TASK: Write out all of the data exactly as it appears.
==================================================
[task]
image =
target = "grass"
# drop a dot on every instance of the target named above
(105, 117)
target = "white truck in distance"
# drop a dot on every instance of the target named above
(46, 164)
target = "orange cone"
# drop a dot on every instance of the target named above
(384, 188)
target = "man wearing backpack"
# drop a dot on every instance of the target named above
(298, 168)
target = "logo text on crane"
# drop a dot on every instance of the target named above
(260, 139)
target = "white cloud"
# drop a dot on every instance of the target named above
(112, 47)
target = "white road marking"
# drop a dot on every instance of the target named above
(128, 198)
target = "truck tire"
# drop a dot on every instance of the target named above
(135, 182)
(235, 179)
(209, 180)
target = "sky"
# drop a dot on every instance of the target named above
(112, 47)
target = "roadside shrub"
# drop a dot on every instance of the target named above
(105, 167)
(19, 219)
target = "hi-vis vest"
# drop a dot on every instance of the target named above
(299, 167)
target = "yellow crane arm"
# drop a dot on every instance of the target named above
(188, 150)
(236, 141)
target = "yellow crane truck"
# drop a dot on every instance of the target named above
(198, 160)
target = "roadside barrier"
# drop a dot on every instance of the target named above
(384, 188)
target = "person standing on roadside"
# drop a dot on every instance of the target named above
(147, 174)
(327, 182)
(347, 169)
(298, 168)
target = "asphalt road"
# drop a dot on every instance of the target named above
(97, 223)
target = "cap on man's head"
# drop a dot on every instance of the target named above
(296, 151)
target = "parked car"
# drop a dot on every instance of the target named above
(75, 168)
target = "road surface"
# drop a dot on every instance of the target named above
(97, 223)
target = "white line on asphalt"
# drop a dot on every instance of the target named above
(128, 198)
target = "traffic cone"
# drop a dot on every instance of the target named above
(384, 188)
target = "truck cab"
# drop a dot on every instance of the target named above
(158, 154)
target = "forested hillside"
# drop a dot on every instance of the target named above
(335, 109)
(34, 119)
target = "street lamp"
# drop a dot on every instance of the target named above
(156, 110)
==================================================
RESULT BELOW:
[task]
image =
target = "grass"
# drop a dot on every instance of the target named above
(105, 117)
target = "white truck in distance"
# drop a dot on every instance of the target named above
(46, 164)
target = "orange cone"
# drop a dot on every instance of the target named above
(384, 188)
target = "man wearing backpack"
# drop a dot on every instance of the target named above
(298, 168)
target = "logo text on crane"
# drop a dot on every instance of the target named above
(260, 139)
target = "white cloud"
# drop a dot on every instance of the target named above
(112, 47)
target = "white road marking"
# drop a dot on every instance of the target named above
(128, 198)
target = "truck tire"
# drop a dot on every instance of the target named above
(135, 182)
(235, 179)
(209, 180)
target = "sky"
# drop a dot on every instance of the target named above
(112, 47)
target = "roadside shrub"
# drop a dot on every instance of the target named above
(105, 167)
(19, 219)
target = "hi-vis vest"
# drop a dot on every instance of the target named above
(299, 167)
target = "yellow crane arm"
# drop a dot on every instance of the target named above
(188, 150)
(236, 141)
target = "yellow crane truck"
# drop a dot on every instance of the target named above
(198, 160)
target = "roadside barrier"
# drop a dot on every instance of the target named above
(384, 188)
target = "person standing on roadside"
# drop a dot on every instance of the target named above
(147, 174)
(327, 182)
(347, 169)
(298, 168)
target = "asphalt road"
# drop a dot on every instance of the target named above
(97, 223)
target = "cap on man's head"
# drop a dot on every instance of the target named above
(296, 151)
target = "parked car"
# drop a dot on every instance of the target named above
(75, 168)
target = "road surface"
# drop a dot on every instance of the target named above
(97, 223)
target = "white line on asphalt"
# drop a dot on every instance of the target named above
(128, 198)
target = "traffic cone"
# drop a dot on every instance of the target named above
(384, 188)
target = "truck cab"
# drop a dot on every instance of the target named above
(158, 154)
target = "forested hillside"
# drop a dot on every instance of the target named above
(335, 109)
(34, 119)
target = "street lamp"
# drop a dot on every instance of the target named above
(156, 110)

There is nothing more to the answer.